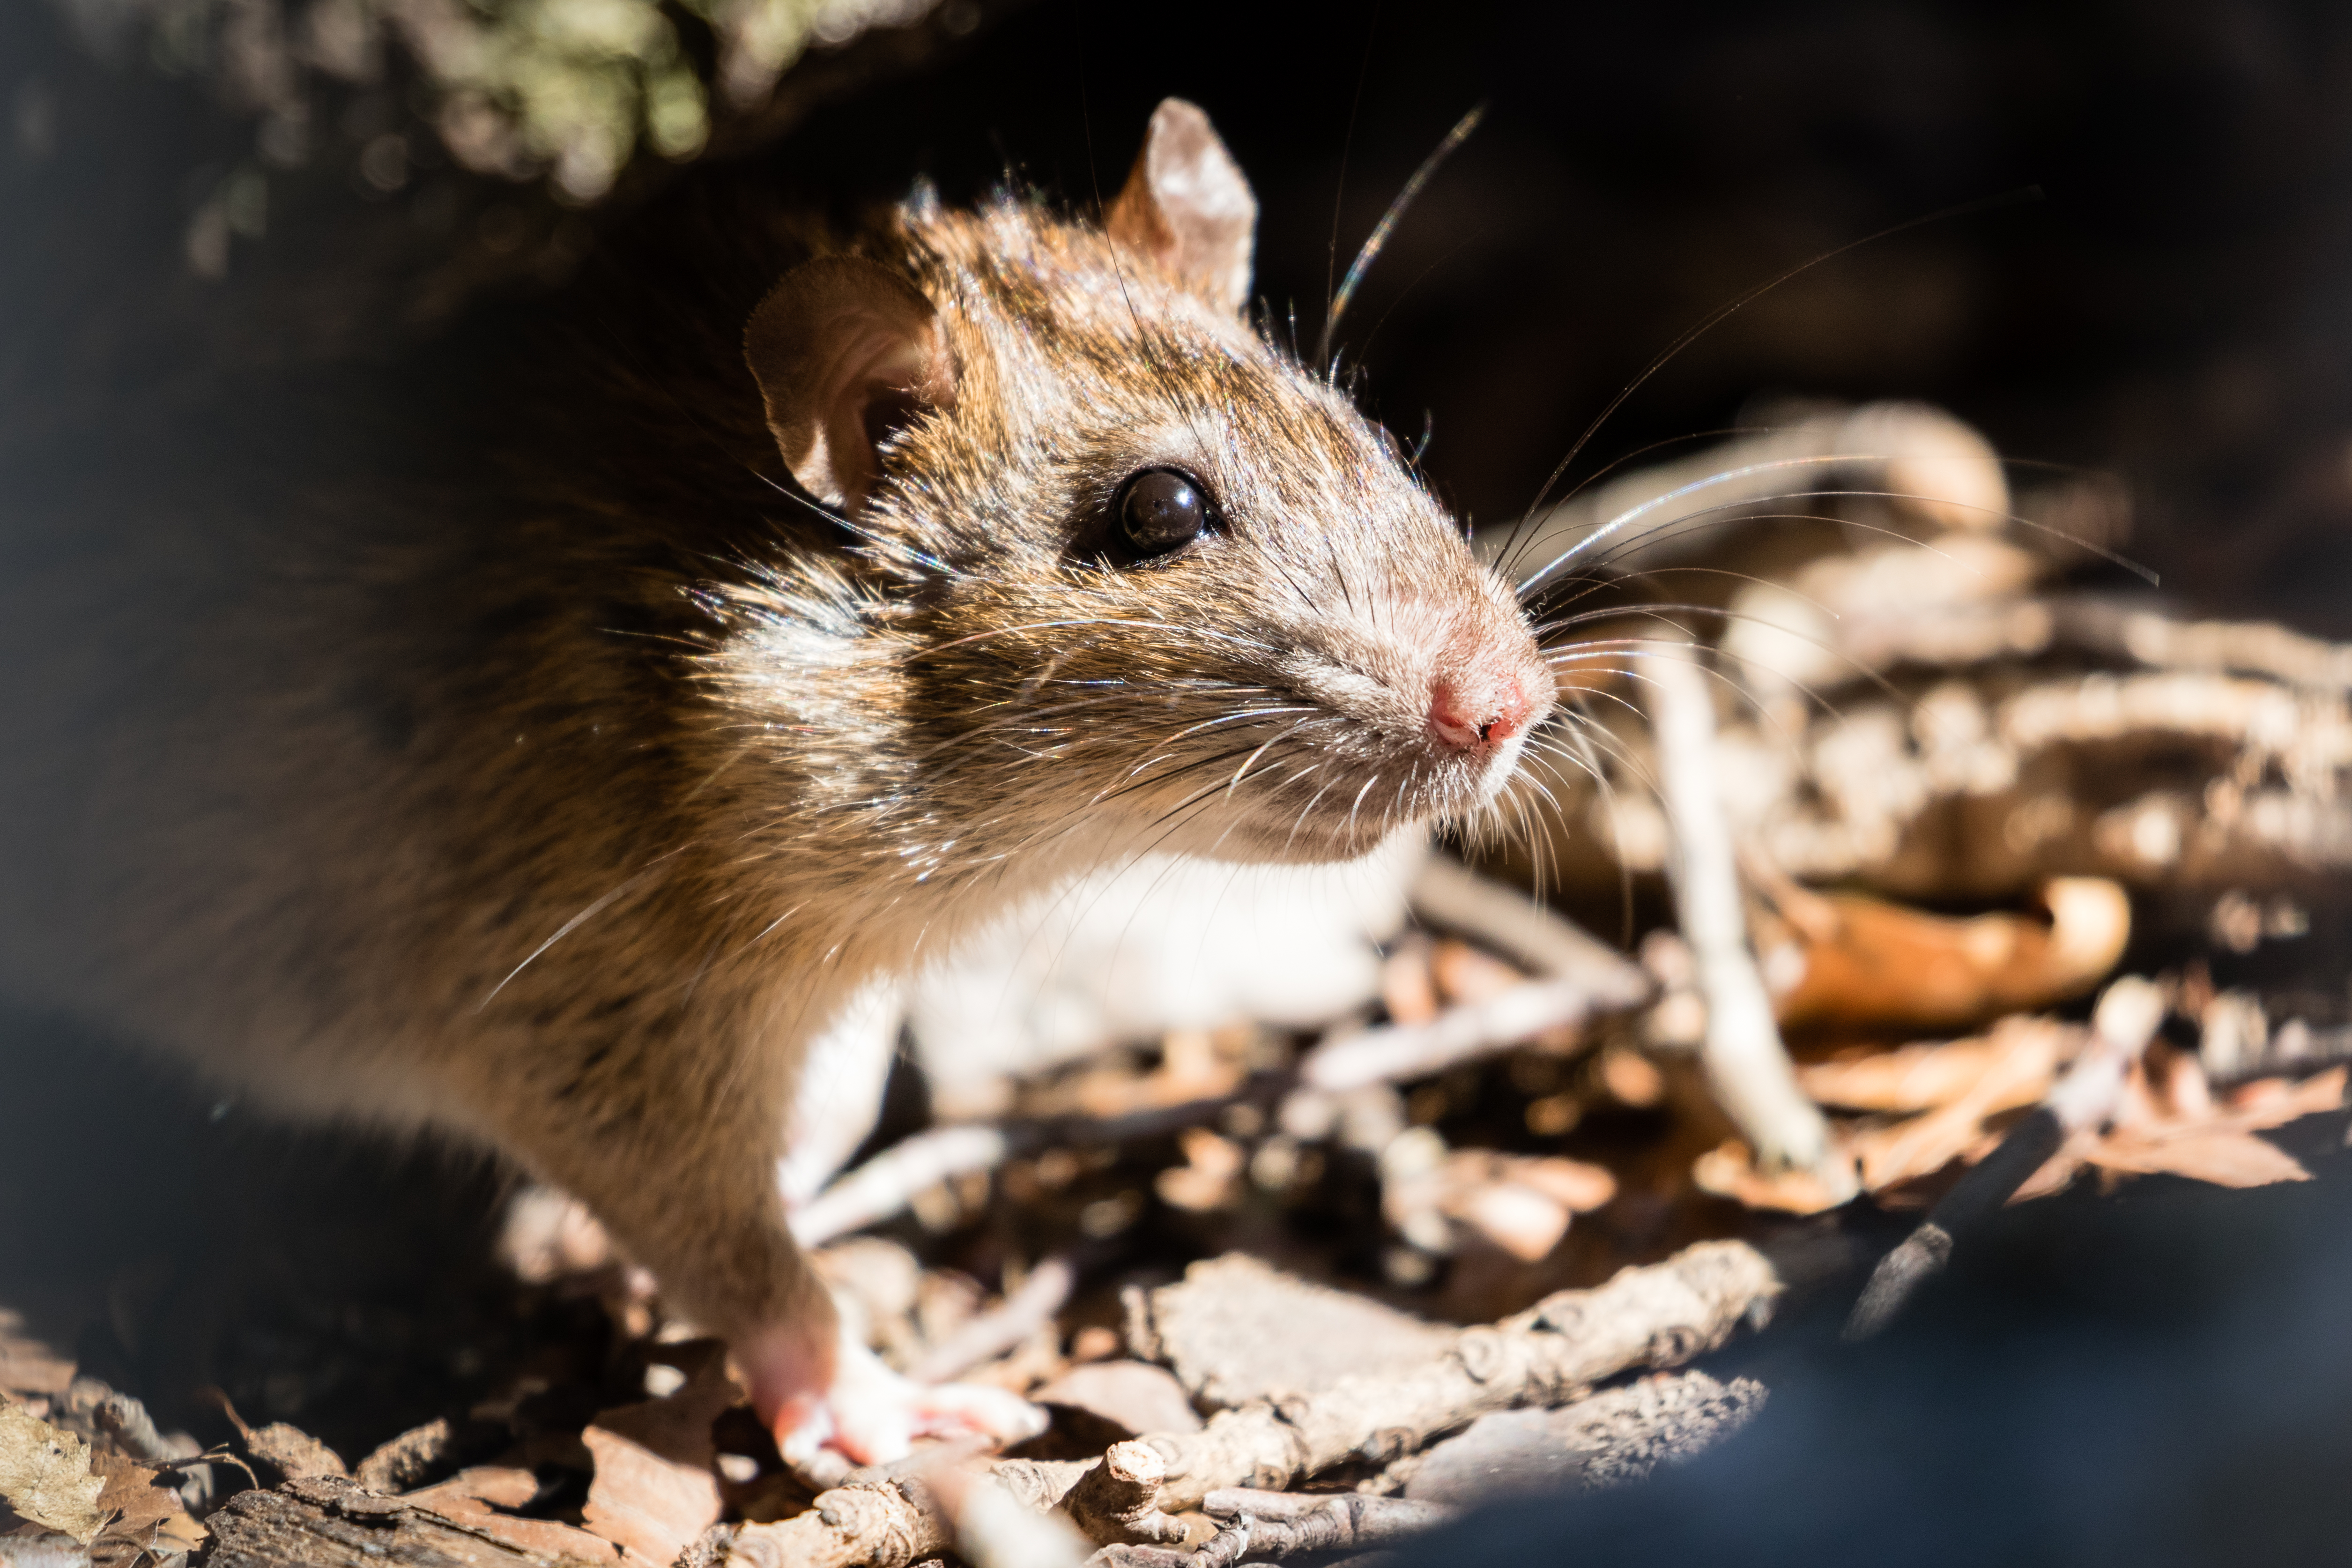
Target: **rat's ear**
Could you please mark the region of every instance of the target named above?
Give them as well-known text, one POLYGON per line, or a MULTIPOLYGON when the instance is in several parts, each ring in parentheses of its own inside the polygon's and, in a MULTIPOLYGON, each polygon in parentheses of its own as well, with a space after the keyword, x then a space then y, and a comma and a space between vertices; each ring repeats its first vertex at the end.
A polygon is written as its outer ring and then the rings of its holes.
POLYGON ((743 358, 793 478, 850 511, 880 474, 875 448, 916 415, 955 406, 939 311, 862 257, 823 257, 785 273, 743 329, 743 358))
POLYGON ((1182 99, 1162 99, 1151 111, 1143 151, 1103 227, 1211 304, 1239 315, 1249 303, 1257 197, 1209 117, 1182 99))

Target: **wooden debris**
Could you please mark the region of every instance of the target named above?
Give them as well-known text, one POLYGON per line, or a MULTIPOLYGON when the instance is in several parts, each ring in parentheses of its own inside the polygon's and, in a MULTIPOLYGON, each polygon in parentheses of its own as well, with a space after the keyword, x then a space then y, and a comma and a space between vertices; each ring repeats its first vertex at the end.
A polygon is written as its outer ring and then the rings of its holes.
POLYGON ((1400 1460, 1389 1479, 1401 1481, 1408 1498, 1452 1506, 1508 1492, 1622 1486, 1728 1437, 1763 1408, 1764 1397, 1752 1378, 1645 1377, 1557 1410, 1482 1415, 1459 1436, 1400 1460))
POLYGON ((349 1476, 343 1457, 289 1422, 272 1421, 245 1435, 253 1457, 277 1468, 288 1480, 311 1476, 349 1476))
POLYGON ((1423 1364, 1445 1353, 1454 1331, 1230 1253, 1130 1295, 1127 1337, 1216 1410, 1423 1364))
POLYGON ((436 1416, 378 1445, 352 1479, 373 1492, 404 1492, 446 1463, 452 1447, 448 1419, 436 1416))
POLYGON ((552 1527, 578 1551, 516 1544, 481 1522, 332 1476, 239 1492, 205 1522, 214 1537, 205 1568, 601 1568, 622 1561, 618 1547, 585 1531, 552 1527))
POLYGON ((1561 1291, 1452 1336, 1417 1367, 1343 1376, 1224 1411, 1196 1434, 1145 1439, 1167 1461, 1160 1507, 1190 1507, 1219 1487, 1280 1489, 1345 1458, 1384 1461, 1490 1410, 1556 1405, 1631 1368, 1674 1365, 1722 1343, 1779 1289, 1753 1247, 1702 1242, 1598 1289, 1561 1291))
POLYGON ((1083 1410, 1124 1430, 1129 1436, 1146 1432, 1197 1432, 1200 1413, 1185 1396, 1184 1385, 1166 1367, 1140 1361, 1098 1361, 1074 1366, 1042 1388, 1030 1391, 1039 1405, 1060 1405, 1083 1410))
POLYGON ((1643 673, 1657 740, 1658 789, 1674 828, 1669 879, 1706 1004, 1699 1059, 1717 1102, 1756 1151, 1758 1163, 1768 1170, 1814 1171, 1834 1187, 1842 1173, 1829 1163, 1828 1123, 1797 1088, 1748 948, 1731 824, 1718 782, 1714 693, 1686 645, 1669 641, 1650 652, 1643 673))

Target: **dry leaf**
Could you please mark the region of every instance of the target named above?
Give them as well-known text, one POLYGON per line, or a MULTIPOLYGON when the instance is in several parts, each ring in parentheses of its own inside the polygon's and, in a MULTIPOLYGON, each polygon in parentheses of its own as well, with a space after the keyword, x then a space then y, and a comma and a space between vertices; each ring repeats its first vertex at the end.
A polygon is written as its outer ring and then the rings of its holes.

====================

== PROBLEM STATEMENT ==
Give back the listing exactly, without a single picture.

== RESULT FOR THIS EXERCISE ==
Target: **rat's ear**
Could you please mark the region of every instance of the target named above?
Give them as well-known text, one POLYGON per line, or a MULTIPOLYGON when the instance is in several parts, each ring in parentheses of its own inside the polygon's and, in a MULTIPOLYGON, each polygon in parentheses of its own as well, with a space after the keyword, x then a space then y, and a comma and a space between vertices; each ring repeats its first vertex at the end.
A polygon is written as its outer ring and then the rings of its holes.
POLYGON ((743 358, 793 478, 850 511, 880 474, 875 448, 916 415, 955 406, 939 311, 862 257, 823 257, 785 273, 743 329, 743 358))
POLYGON ((1182 99, 1162 99, 1151 111, 1143 151, 1103 227, 1211 304, 1239 315, 1249 303, 1257 197, 1209 117, 1182 99))

Target: **wooden debris**
Could you please mark the region of every instance of the target named above?
Give them as well-known text, one POLYGON per line, or a MULTIPOLYGON when the instance is in several parts, each ring in parentheses of its own inside the polygon's and, in a MULTIPOLYGON, each polygon in parentheses of its own as well, with a space after the keyword, x then a space then y, and a comma and a space between vertices; each ring repeats its first vertex at the end.
A polygon is written as its outer ring and then the rings of its holes.
POLYGON ((1400 1460, 1389 1479, 1401 1481, 1408 1498, 1452 1506, 1508 1492, 1622 1486, 1728 1437, 1763 1408, 1764 1397, 1752 1378, 1645 1377, 1557 1410, 1482 1415, 1459 1436, 1400 1460))
POLYGON ((349 1476, 343 1457, 289 1422, 272 1421, 245 1435, 253 1457, 277 1468, 288 1480, 311 1476, 349 1476))
POLYGON ((1423 1364, 1445 1353, 1454 1331, 1230 1253, 1130 1295, 1127 1337, 1216 1410, 1423 1364))
POLYGON ((436 1416, 378 1445, 352 1479, 373 1492, 404 1492, 446 1463, 452 1447, 448 1419, 436 1416))
POLYGON ((552 1527, 578 1551, 516 1544, 481 1522, 332 1476, 239 1492, 205 1522, 214 1537, 205 1568, 601 1568, 622 1561, 618 1547, 585 1531, 552 1527))
POLYGON ((1561 1291, 1452 1336, 1417 1367, 1343 1376, 1224 1411, 1196 1434, 1145 1439, 1167 1461, 1160 1507, 1190 1507, 1219 1487, 1280 1489, 1345 1458, 1384 1461, 1490 1410, 1556 1405, 1631 1368, 1674 1365, 1722 1343, 1779 1289, 1753 1247, 1702 1242, 1598 1289, 1561 1291))
POLYGON ((1083 1410, 1124 1430, 1129 1436, 1146 1432, 1197 1432, 1200 1413, 1185 1396, 1184 1385, 1166 1367, 1140 1361, 1098 1361, 1074 1366, 1042 1388, 1030 1391, 1039 1405, 1060 1405, 1083 1410))
POLYGON ((1643 673, 1657 740, 1658 789, 1674 828, 1669 879, 1706 1004, 1699 1059, 1717 1102, 1756 1151, 1758 1163, 1768 1170, 1814 1171, 1834 1187, 1842 1173, 1829 1163, 1828 1123, 1797 1088, 1748 948, 1731 824, 1718 782, 1714 693, 1686 645, 1669 641, 1650 652, 1643 673))

Target: **dry leaf**
Could you please mark the region of every instance of the target named above?
Give them as well-known text, one POLYGON per line, or a MULTIPOLYGON when the instance is in several parts, each ring in parentheses of its own inside the polygon's and, in a MULTIPOLYGON, each polygon in parentheses of its own as well, with a space after the keyword, x then a space then y, and a comma and a space between vertices; each ring repeats its first vertex at the end.
A polygon is written as its outer ring and then the rings of its holes.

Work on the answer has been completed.